Roger William Thiesen

 1936 - 2010

Roger Thiesen, talented improvisational pianist and organist and sound and recording engineer, enjoyed a successful career as a keyboard performer and creative innovator in the area of sound reproduction. He worked primarily in Southern California for most of his career, playing in groups which performed a wide variety of music, including country and western, early rock and roll, ballads, and religious music.

Thiesen was born in Bakersfield, California, the son of Aaron and Hilda Biloff Thiesen, both of whom were children of parents who had been homesteaders in North Dakota. When his parents' families had lost their farms in the Great Depression, they had moved to California. In 1940, four years after Roger was born, his parents returned to North Dakota and bought a farm, on which they lived until 1949.

They later moved to the Walla Walla, Washington, area, where members of their larger family lived, having grown disillusioned with the quality of life in North Dakota. Roger found the transition difficult, having been taught by poorly qualified teachers in a small public school. He had artistic talents, though, which led to him painting backdrops while he was still in grade school.

By the time he entered Walla Walla College Academy, later Walla Walla Valley Academy, in 1951, Roger was doing backdrops for most of the academy and Walla Walla College, later University, programs. He also painted a mural of the Northern Lights, which included a polar bear, for the Alaskan Room, a banquet area in the new Kellogg Hall cafeteria at WWC.

-.-.-

- **Directive**: Reproduce the passage of the Roger Thiesen biography from "They later moved" up to and including "cafeteria at WWC.", copying the wording unchanged. The lines that come after this text are not needed for any of the work here.

- **Given information**:
-.-.-

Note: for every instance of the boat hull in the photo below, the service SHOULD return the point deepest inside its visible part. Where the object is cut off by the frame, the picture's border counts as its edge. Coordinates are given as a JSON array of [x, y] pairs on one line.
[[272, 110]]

-.-.-

- **Solution for this problem**:
They later moved to the Walla Walla, Washington, area, where members of their larger family lived, having grown disillusioned with the quality of life in North Dakota. Roger found the transition difficult, having been taught by poorly qualified teachers in a small public school. He had artistic talents, though, which led to him painting backdrops while he was still in grade school.

By the time he entered Walla Walla College Academy, later Walla Walla Valley Academy, in 1951, Roger was doing backdrops for most of the academy and Walla Walla College, later University, programs. He also painted a mural of the Northern Lights, which included a polar bear, for the Alaskan Room, a banquet area in the new Kellogg Hall cafeteria at WWC.